■ **Material provided**:
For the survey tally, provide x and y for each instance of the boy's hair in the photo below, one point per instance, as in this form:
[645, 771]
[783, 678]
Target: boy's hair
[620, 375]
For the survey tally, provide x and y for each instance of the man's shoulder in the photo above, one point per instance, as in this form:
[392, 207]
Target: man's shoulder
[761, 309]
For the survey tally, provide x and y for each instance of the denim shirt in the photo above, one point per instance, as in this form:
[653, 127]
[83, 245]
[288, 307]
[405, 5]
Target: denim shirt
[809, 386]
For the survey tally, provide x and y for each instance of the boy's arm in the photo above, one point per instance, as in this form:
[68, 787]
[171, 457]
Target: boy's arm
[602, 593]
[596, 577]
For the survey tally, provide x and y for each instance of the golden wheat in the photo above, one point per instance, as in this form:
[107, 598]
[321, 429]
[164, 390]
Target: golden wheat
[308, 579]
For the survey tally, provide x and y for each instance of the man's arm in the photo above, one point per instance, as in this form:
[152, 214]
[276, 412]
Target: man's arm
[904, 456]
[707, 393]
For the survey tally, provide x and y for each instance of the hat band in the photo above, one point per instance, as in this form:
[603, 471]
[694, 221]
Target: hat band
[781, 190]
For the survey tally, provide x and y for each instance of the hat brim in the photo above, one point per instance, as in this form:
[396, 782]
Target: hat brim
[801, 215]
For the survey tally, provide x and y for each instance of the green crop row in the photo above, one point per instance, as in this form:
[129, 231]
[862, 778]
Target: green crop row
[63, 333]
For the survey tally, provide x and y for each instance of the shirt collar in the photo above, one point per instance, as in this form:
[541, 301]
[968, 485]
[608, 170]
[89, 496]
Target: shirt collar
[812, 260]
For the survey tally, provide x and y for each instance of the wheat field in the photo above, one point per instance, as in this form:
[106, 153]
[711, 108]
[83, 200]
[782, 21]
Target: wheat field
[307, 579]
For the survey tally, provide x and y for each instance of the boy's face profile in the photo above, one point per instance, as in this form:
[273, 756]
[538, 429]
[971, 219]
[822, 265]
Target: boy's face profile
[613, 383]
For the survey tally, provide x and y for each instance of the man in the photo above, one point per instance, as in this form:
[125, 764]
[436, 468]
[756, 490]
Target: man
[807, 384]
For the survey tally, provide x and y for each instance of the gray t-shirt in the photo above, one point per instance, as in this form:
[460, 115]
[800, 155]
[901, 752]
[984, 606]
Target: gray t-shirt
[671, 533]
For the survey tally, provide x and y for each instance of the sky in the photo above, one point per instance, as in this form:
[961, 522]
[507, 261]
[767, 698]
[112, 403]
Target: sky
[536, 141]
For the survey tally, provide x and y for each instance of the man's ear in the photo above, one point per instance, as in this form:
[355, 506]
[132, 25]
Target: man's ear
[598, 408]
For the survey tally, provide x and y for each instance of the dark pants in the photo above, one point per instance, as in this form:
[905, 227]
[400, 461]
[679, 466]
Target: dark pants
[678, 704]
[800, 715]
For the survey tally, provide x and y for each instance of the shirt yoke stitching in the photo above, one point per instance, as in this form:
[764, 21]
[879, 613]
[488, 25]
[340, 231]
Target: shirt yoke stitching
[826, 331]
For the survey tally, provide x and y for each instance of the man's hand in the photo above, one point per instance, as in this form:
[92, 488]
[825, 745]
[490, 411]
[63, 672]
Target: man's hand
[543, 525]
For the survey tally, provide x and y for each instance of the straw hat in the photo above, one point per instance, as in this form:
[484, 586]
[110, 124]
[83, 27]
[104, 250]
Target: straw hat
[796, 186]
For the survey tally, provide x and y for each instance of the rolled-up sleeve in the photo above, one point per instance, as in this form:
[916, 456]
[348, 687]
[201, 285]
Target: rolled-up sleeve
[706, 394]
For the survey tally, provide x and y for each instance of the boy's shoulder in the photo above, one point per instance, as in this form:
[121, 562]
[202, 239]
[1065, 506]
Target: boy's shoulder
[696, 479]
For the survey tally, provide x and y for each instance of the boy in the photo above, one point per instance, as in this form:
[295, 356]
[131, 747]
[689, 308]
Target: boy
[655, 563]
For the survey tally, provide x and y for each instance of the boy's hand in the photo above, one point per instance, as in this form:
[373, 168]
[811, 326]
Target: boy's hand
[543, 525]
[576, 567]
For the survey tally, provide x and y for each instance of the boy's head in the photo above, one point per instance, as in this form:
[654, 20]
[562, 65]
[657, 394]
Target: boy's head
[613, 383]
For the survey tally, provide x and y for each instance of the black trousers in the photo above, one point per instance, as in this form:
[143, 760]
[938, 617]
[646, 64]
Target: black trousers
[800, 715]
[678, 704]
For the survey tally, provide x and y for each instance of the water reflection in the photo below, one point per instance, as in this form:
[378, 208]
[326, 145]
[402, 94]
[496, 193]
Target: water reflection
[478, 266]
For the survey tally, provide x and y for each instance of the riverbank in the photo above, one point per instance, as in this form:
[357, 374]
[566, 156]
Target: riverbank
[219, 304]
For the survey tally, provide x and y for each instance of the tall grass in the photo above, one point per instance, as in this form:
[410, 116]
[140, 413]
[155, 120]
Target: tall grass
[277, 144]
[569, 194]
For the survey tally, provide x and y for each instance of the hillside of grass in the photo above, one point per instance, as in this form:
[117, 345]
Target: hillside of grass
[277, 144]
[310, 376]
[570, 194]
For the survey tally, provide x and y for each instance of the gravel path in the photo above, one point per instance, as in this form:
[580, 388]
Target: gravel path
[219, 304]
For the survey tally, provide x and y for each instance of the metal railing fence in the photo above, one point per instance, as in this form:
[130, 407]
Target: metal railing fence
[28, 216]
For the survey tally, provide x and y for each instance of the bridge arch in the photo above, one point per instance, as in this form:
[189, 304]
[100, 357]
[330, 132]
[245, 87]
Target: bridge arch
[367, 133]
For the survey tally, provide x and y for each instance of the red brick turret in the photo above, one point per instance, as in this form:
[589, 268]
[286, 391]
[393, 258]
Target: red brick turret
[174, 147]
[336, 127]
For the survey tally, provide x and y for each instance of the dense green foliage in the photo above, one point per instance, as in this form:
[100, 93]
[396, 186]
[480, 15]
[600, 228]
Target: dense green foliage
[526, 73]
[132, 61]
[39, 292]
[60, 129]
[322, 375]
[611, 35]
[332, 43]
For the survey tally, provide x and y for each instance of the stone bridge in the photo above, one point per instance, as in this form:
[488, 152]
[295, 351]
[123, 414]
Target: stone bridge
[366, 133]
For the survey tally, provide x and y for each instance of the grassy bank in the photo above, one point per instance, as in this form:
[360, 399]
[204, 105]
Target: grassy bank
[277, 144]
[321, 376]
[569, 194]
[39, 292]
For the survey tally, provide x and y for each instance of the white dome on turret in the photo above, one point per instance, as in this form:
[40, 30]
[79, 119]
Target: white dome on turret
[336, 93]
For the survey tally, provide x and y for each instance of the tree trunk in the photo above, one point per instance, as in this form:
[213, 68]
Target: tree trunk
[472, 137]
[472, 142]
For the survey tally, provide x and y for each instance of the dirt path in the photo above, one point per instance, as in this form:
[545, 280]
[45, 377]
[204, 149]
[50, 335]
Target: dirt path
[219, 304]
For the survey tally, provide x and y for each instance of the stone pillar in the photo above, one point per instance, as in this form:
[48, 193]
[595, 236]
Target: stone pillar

■ **What is being asked**:
Extract all the entries word for word.

■ **Final result**:
For the survey tally, provide x and y for each instance of the boy's hair in the photo below, one point per instance, as in this form:
[645, 771]
[783, 678]
Target: boy's hair
[620, 375]
For the survey tally, provide x and y for each instance of the man's shoulder in the photo above, one point per instance, as in this form:
[392, 207]
Target: man's shoulder
[761, 309]
For the survey tally, provide x and y for each instance of the denim shirt in the photo above, one point per instance, as in this form:
[653, 127]
[83, 245]
[288, 307]
[405, 5]
Target: denim shirt
[809, 386]
For the survey tally, provide x and y for each instance of the boy's arm in the photo above, one point per instance, as in this form:
[68, 787]
[171, 457]
Target: boy's arm
[602, 593]
[596, 577]
For the survey tally, provide x and y for each instance of the golden wheat in the photo above, one point per instance, as in this form:
[107, 598]
[321, 429]
[164, 390]
Target: golden wheat
[308, 579]
For the survey tally, provide x and y for each instance of the man's arm in the photo above, one point per instance, as in this form:
[152, 214]
[276, 412]
Target: man's arm
[904, 456]
[707, 393]
For the survey tally, provide x and y for each instance of the hat band in the photo above, one point per instance, as in this form:
[603, 471]
[694, 221]
Target: hat band
[781, 190]
For the survey tally, provide x and y for each instance of the hat brim in the photo above, one point per instance, as in this form:
[396, 782]
Target: hat brim
[801, 215]
For the survey tally, provide x and y for each instance of the green crop row in the photo above, one point per instance, as in this form:
[129, 231]
[862, 778]
Target: green crop row
[63, 333]
For the survey tally, provide x and y for each instance of the shirt collar in the photo above, one point per instance, as in this form:
[541, 301]
[968, 485]
[608, 170]
[89, 496]
Target: shirt collar
[812, 260]
For the survey tally, provide x and y for each instance of the wheat field in the photo above, one point per instance, as in this form:
[106, 153]
[711, 108]
[83, 200]
[782, 21]
Target: wheat field
[307, 579]
For the survey tally, provide x and y for each instance of the boy's face profile in the photo above, one point per instance, as in this form:
[273, 756]
[538, 429]
[971, 219]
[822, 265]
Target: boy's face profile
[613, 383]
For the survey tally, provide x and y for each instance of the man in the photo above, one point per instance, as in this form:
[125, 764]
[436, 468]
[756, 490]
Target: man
[807, 384]
For the survey tally, provide x and y for each instance of the gray t-shirt in the photo above, one point per instance, as in this form:
[460, 115]
[800, 155]
[901, 752]
[984, 606]
Target: gray t-shirt
[671, 533]
For the survey tally, provide x and y for each instance of the sky in the photo above, one point per instance, as in this form:
[961, 522]
[507, 261]
[767, 698]
[112, 403]
Target: sky
[536, 141]
For the survey tally, provide x and y for each instance of the man's ear in the photo above, one point per instance, as in this form:
[355, 506]
[132, 25]
Target: man's ear
[598, 408]
For the survey tally, provide x and y for each instance of the dark pants in the photo above, one point per instance, as in this form:
[905, 227]
[400, 461]
[679, 466]
Target: dark pants
[678, 704]
[800, 715]
For the survey tally, provide x and y for each instance of the shirt yoke stitching in the photo above, one point per instance, as in this form:
[764, 21]
[879, 613]
[488, 25]
[340, 231]
Target: shirt yoke stitching
[826, 331]
For the survey tally, provide x and y for each instance of the man's hand in the photo above, one point per instance, as in this form:
[92, 488]
[825, 745]
[490, 411]
[63, 672]
Target: man's hand
[543, 525]
For the survey tally, provide x and y for each instance of the straw hat in the photo above, one point per instance, as in this form:
[484, 586]
[110, 124]
[83, 27]
[104, 250]
Target: straw hat
[796, 186]
For the survey tally, provide x and y for each instance of the rolled-up sleeve in the photo above, one point per instance, as in this form:
[916, 456]
[348, 687]
[201, 285]
Target: rolled-up sleeve
[706, 394]
For the survey tally, provide x and y for each instance of the boy's shoulder in the photo above, one point per instance, as in this form:
[121, 562]
[202, 239]
[1065, 506]
Target: boy's shoulder
[696, 479]
For the survey tally, provide x and y for each instance of the boy in the photo above, one point per instance, as in this form:
[295, 356]
[131, 747]
[689, 308]
Target: boy
[655, 563]
For the survey tally, provide x and y for each instance of the boy's hand in the photo above, one point per instance, as in this form:
[373, 168]
[811, 326]
Target: boy's hand
[543, 525]
[576, 567]
For the survey tally, provide x and y for each instance of the boy's head in the photo above, one point per instance, as in this form:
[654, 20]
[562, 65]
[657, 394]
Target: boy's head
[613, 383]
For the survey tally, provide x and y for each instance of the black trousers in the photo above, one point per instance, as in this form:
[143, 760]
[938, 617]
[646, 64]
Target: black trousers
[800, 715]
[678, 704]
For the survey tally, provide x and y for each instance of the water reflection in the photo below, one point per instance, as in this form:
[378, 208]
[326, 145]
[402, 94]
[496, 193]
Target: water reflection
[478, 266]
For the survey tally, provide x and y for each instance of the riverbank in the photo above, one point per instance, as in this form:
[357, 374]
[566, 156]
Target: riverbank
[219, 304]
For the survey tally, provide x and y for each instance of the tall grass in the photo above, one point per instance, as in this form:
[410, 116]
[140, 413]
[155, 120]
Target: tall grass
[277, 144]
[569, 194]
For the survey tally, provide x and y for each instance of the hillside of grass in the photo above, one point per instance, as in this form:
[117, 345]
Target: hillside of grass
[277, 144]
[310, 376]
[570, 194]
For the survey tally, provide x and y for each instance of the gravel path in the photo above, one point per instance, as in this form:
[580, 388]
Target: gravel path
[219, 304]
For the survey tally, provide x and y for each instance of the metal railing fence in the photo above, one point per instance, as in this form:
[130, 407]
Target: metal railing fence
[28, 216]
For the survey tally, provide x and y for each instance of the bridge arch in the photo above, one point per instance, as in this form:
[189, 304]
[100, 357]
[330, 132]
[245, 87]
Target: bridge arch
[367, 133]
For the survey tally, provide x and y for each instance of the red brick turret in the photo above, one point per instance, as in this form:
[589, 268]
[286, 391]
[393, 258]
Target: red brick turret
[174, 147]
[336, 127]
For the survey tally, provide x and y for each instance of the dense green foliage in the photo above, one point per instance, as in this form:
[100, 93]
[396, 186]
[480, 15]
[600, 228]
Target: dense green foliage
[526, 73]
[132, 61]
[39, 292]
[60, 129]
[322, 375]
[611, 35]
[332, 43]
For the survey tally, provide x and y for each instance of the stone bridge in the photo above, one point per instance, as in this form:
[488, 152]
[295, 351]
[123, 414]
Target: stone bridge
[366, 133]
For the survey tally, provide x and y for each instance of the grassy bank in the photo above, one point per instance, as in this form:
[360, 399]
[204, 105]
Target: grassy bank
[277, 144]
[321, 376]
[569, 194]
[39, 292]
For the survey tally, provide x and y for each instance of the white dome on turret in the photo above, one point per instance, as in this form:
[40, 30]
[79, 119]
Target: white dome on turret
[336, 93]
For the survey tally, provide x and y for each instance of the tree trunk in the photo above, one point per instance, as in this form:
[213, 68]
Target: tree trunk
[472, 137]
[472, 142]
For the survey tally, provide x and y for each instance of the dirt path in the photo above, one point per instance, as in this form:
[545, 280]
[45, 377]
[204, 149]
[50, 335]
Target: dirt path
[219, 304]
For the survey tally, provide x and y for each instance of the stone pillar in the photo above, one point per instance, as in this form:
[48, 193]
[595, 236]
Target: stone pillar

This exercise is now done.